Render the material below as a numbered list, one item per line, leaving out blank lines and any pictures.

----

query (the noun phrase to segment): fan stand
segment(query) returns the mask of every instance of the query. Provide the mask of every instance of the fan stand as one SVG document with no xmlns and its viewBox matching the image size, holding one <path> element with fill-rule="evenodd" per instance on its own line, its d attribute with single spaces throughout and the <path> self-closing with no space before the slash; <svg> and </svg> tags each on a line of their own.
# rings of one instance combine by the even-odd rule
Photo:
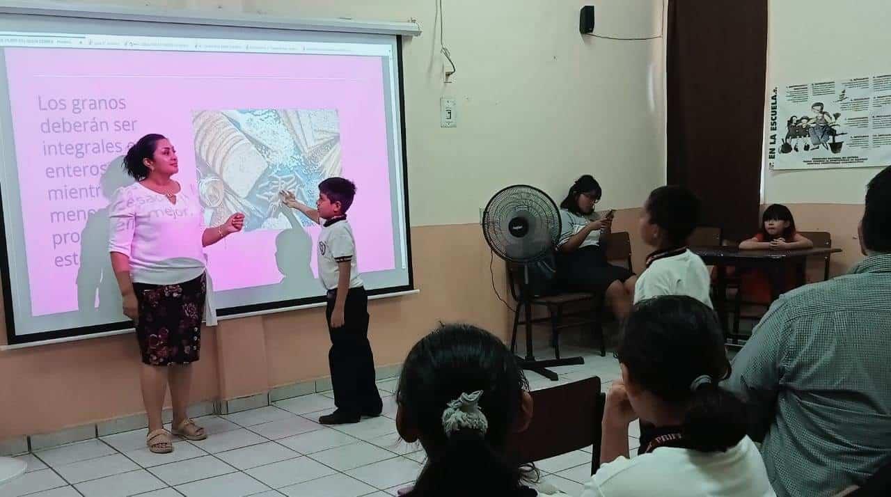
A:
<svg viewBox="0 0 891 497">
<path fill-rule="evenodd" d="M 545 359 L 539 361 L 535 359 L 532 353 L 532 305 L 530 303 L 529 292 L 529 266 L 523 265 L 523 281 L 520 282 L 519 295 L 526 313 L 526 357 L 517 356 L 520 367 L 524 370 L 535 371 L 551 381 L 557 381 L 557 373 L 547 368 L 557 366 L 570 366 L 573 364 L 584 364 L 584 359 L 581 357 L 566 357 L 563 359 Z M 519 314 L 519 313 L 518 313 Z"/>
</svg>

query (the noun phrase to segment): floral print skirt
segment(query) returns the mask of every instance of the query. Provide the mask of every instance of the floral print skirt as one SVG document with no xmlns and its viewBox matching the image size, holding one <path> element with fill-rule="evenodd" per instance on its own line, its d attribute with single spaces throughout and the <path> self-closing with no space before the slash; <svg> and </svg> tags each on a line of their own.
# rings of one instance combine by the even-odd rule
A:
<svg viewBox="0 0 891 497">
<path fill-rule="evenodd" d="M 151 366 L 198 361 L 207 294 L 205 274 L 184 283 L 134 283 L 139 305 L 136 339 L 143 363 Z"/>
</svg>

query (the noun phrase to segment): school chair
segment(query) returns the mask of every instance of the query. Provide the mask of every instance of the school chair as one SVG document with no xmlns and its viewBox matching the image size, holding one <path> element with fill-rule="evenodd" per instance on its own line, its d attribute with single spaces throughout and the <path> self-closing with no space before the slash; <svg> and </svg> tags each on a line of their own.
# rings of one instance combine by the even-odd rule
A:
<svg viewBox="0 0 891 497">
<path fill-rule="evenodd" d="M 627 265 L 628 269 L 632 269 L 631 261 L 631 236 L 628 232 L 619 232 L 604 235 L 601 238 L 606 251 L 607 260 L 610 262 L 622 261 Z M 507 263 L 508 286 L 511 289 L 511 296 L 516 304 L 513 313 L 513 331 L 511 335 L 511 352 L 516 352 L 517 334 L 519 327 L 526 324 L 522 319 L 521 309 L 524 303 L 520 292 L 520 279 L 523 278 L 523 267 L 520 265 Z M 604 296 L 595 296 L 590 292 L 560 292 L 555 295 L 533 297 L 528 300 L 529 305 L 535 307 L 544 307 L 547 311 L 547 317 L 535 318 L 533 324 L 536 322 L 550 322 L 552 338 L 551 343 L 554 347 L 554 357 L 560 359 L 560 333 L 567 328 L 590 325 L 594 337 L 601 342 L 601 356 L 607 354 L 606 340 L 603 337 L 603 306 Z M 590 303 L 590 307 L 581 311 L 567 313 L 566 308 L 573 304 Z M 573 319 L 565 322 L 568 317 L 587 316 L 583 319 Z"/>
<path fill-rule="evenodd" d="M 517 458 L 517 464 L 525 464 L 591 445 L 593 475 L 601 465 L 601 422 L 606 402 L 601 379 L 595 376 L 529 394 L 532 421 L 526 431 L 510 436 L 507 453 Z"/>
</svg>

----

§ **Solution to this exercise**:
1. query (the noun phrase to segment): fan stand
2. segment(query) returns the mask of every instance of the query. Provide the mask of every instance of the fan stand as one SVG document with no xmlns and its viewBox matching the image size, holding one <path> element with fill-rule="evenodd" per instance on its own line, its d attribute with single spaces throughout and the <path> self-closing with no space before the slash; <svg> and </svg> tags each on a line of their own.
3. # rings of one instance combine by the even-odd rule
4. Photo:
5. A:
6. <svg viewBox="0 0 891 497">
7. <path fill-rule="evenodd" d="M 545 359 L 539 361 L 535 359 L 532 353 L 532 305 L 530 303 L 529 292 L 529 266 L 523 265 L 523 281 L 520 282 L 519 295 L 526 313 L 526 357 L 517 356 L 520 367 L 524 370 L 535 371 L 551 381 L 557 381 L 557 373 L 547 368 L 557 366 L 570 366 L 573 364 L 584 364 L 584 359 L 581 357 L 566 357 L 563 359 Z M 519 314 L 519 313 L 518 313 Z"/>
8. </svg>
9. query (the noun phrase to segment): floral print skirt
10. segment(query) returns the mask of every instance of the query. Provide the mask of every instance of the floral print skirt as one SVG document with no xmlns and its viewBox matching the image size, holding one <path> element with fill-rule="evenodd" per instance on its own line, its d attribute with single spaces throughout and the <path> self-closing with no space before the slash; <svg> and </svg> tags each on a line of their own.
11. # rings of one instance combine by the even-odd rule
12. A:
13. <svg viewBox="0 0 891 497">
14. <path fill-rule="evenodd" d="M 151 366 L 198 361 L 207 294 L 205 274 L 184 283 L 134 283 L 139 305 L 136 339 L 143 363 Z"/>
15. </svg>
16. query (the noun phrase to segment): school chair
17. segment(query) returns the mask of every instance of the query. Provide the mask of every instance of the school chair as one SVG document with no xmlns and its viewBox matching the image size, holding one <path> element with fill-rule="evenodd" per instance on its own line, its d attribute with single spaces throughout and the <path> self-closing with no space before the slash; <svg> and </svg> tags each on a line of their own.
18. # rings of one instance combine by the even-odd rule
19. A:
20. <svg viewBox="0 0 891 497">
21. <path fill-rule="evenodd" d="M 627 265 L 628 269 L 632 269 L 631 261 L 631 236 L 628 232 L 619 232 L 604 235 L 601 238 L 606 251 L 607 260 L 610 262 L 622 261 Z M 507 263 L 508 286 L 511 289 L 511 296 L 516 304 L 513 313 L 513 331 L 511 335 L 511 352 L 516 352 L 517 334 L 519 327 L 526 324 L 522 319 L 521 309 L 524 303 L 520 292 L 520 279 L 523 278 L 523 267 L 520 265 Z M 604 296 L 595 296 L 590 292 L 560 292 L 555 295 L 533 297 L 528 300 L 529 305 L 535 307 L 544 307 L 547 311 L 547 317 L 535 318 L 533 324 L 536 322 L 550 322 L 552 338 L 551 343 L 554 347 L 554 357 L 560 359 L 560 333 L 567 328 L 590 325 L 594 337 L 601 342 L 601 356 L 607 354 L 606 340 L 603 337 L 603 306 Z M 590 303 L 590 307 L 581 311 L 567 313 L 566 308 L 573 304 Z M 573 319 L 565 322 L 568 317 L 587 316 L 583 319 Z"/>
22. <path fill-rule="evenodd" d="M 517 458 L 517 464 L 525 464 L 591 445 L 593 475 L 601 465 L 601 422 L 606 402 L 601 379 L 595 376 L 529 394 L 532 421 L 526 431 L 510 436 L 507 453 Z"/>
23. </svg>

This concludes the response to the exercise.